» **RECORDS PROVIDED**
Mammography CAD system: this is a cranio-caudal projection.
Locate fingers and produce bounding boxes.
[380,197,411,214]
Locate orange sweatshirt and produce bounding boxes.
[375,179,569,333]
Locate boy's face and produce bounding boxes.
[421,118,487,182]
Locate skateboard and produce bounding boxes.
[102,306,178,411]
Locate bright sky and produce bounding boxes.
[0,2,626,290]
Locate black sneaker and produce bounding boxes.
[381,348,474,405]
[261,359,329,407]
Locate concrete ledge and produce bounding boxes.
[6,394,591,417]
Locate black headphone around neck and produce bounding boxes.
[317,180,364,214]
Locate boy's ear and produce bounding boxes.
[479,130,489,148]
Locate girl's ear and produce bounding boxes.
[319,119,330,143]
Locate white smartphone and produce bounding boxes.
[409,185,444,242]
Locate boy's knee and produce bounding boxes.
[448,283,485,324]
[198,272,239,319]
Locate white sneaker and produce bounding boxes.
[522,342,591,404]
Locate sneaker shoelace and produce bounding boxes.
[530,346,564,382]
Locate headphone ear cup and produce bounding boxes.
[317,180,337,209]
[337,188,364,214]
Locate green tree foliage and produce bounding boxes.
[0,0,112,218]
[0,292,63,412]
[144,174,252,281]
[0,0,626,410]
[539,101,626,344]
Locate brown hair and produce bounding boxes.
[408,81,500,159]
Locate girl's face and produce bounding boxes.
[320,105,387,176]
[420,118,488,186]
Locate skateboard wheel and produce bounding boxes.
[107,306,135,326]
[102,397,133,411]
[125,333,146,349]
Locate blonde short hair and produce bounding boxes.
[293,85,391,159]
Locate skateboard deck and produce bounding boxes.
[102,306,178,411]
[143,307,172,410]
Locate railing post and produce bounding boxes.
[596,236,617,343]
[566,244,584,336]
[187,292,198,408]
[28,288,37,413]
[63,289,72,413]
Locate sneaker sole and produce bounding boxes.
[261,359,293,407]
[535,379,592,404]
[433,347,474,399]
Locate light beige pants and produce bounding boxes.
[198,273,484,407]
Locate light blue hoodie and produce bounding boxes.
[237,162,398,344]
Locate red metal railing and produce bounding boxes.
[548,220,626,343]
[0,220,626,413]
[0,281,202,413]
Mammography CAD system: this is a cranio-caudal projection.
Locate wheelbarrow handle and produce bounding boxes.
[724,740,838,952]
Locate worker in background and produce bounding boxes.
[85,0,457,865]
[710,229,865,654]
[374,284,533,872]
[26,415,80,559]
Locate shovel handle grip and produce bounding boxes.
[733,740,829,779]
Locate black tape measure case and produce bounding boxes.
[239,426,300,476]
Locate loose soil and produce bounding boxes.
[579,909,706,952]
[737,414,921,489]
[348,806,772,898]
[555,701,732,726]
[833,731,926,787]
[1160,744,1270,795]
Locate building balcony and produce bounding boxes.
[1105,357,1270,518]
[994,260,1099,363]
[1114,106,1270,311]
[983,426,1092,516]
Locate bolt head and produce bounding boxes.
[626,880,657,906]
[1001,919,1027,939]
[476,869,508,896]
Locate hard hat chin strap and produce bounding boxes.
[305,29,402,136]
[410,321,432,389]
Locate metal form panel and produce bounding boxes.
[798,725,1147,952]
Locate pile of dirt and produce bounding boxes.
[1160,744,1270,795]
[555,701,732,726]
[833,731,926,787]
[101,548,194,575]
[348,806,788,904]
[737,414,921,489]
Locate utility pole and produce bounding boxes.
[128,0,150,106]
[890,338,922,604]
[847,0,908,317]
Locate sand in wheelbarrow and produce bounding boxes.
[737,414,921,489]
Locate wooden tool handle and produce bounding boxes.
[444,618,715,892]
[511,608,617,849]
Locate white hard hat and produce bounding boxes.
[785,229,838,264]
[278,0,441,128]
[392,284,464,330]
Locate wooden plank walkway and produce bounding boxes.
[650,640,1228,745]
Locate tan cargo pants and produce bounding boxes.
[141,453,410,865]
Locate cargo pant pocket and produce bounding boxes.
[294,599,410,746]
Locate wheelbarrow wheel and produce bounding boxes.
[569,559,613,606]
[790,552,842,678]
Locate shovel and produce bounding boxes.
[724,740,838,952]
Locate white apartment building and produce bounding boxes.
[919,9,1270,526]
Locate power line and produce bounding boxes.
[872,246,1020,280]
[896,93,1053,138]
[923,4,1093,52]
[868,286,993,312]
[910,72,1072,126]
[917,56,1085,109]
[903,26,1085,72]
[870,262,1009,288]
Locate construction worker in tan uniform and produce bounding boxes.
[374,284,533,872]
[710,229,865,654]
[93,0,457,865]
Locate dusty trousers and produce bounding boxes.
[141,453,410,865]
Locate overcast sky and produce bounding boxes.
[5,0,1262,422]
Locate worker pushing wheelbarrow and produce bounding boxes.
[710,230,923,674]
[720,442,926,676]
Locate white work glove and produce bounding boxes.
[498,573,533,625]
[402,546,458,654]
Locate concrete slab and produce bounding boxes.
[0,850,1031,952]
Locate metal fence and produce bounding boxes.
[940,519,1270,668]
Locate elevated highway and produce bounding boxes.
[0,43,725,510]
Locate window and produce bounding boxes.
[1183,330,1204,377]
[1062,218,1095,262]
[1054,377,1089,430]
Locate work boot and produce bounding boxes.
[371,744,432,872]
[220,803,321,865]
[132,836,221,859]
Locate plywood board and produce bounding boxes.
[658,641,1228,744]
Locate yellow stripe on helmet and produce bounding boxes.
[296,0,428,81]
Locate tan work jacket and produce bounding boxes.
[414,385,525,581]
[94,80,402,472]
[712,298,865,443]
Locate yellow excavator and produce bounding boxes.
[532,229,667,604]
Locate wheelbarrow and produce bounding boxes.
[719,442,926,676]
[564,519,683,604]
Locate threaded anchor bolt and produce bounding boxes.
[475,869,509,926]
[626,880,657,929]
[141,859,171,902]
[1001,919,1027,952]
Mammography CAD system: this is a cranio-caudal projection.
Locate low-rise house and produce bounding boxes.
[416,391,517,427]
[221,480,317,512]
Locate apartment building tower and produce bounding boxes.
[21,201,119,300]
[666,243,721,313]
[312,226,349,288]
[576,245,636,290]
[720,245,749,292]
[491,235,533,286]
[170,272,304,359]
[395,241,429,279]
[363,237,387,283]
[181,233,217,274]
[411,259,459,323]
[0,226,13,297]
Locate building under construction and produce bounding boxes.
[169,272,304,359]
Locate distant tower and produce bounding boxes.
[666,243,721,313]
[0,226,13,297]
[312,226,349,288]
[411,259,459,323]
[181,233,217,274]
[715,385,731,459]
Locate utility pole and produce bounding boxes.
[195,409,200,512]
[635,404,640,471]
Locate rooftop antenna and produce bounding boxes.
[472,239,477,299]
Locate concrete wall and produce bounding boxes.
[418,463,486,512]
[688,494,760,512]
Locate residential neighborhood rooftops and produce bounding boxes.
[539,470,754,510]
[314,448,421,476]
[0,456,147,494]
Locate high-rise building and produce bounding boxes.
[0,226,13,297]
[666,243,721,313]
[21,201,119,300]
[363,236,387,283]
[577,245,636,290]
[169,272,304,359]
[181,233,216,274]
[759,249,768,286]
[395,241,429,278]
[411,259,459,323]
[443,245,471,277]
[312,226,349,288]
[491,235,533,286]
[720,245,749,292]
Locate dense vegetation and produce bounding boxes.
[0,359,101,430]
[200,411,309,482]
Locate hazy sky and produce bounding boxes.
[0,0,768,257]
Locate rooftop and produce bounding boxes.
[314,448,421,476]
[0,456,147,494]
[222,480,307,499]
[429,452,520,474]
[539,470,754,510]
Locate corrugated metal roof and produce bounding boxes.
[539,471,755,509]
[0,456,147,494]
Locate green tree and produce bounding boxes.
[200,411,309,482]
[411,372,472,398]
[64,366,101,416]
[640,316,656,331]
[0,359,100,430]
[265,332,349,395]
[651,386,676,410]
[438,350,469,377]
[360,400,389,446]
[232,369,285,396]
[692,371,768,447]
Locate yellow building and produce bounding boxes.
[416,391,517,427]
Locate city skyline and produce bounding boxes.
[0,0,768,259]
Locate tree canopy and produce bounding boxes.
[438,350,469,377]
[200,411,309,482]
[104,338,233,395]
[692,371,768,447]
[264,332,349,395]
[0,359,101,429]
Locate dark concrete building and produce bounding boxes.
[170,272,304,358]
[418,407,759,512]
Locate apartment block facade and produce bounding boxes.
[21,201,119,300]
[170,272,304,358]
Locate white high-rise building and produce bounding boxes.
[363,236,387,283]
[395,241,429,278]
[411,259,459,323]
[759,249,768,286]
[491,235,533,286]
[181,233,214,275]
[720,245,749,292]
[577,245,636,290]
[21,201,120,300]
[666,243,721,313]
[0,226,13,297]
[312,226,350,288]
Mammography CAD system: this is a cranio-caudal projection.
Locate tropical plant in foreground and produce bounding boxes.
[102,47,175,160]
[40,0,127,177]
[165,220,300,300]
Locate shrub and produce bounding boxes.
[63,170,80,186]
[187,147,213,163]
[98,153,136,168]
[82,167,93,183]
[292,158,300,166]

» **WORK TO BE COMPLETED**
Put the entries from the line containing "Locate boy's knee and produce bounding boxes." through the line containing "[539,101,626,344]" into a numbered list, leaving out any blank lines.

» **WRITTEN RESPONSE**
1. Locate boy's knee and produce bounding boxes.
2. [448,283,485,324]
3. [198,272,239,319]
4. Locate white sneaker and produce bounding boxes.
5. [522,342,591,404]
6. Locate sneaker shoelace and produce bounding boxes.
7. [530,346,564,382]
8. Locate headphone ear cup and produce bounding boxes.
9. [317,180,337,209]
10. [337,188,364,214]
11. Locate green tree foliage and produce bounding boxes.
12. [0,0,112,218]
13. [0,292,63,412]
14. [144,174,252,281]
15. [0,0,626,410]
16. [539,101,626,344]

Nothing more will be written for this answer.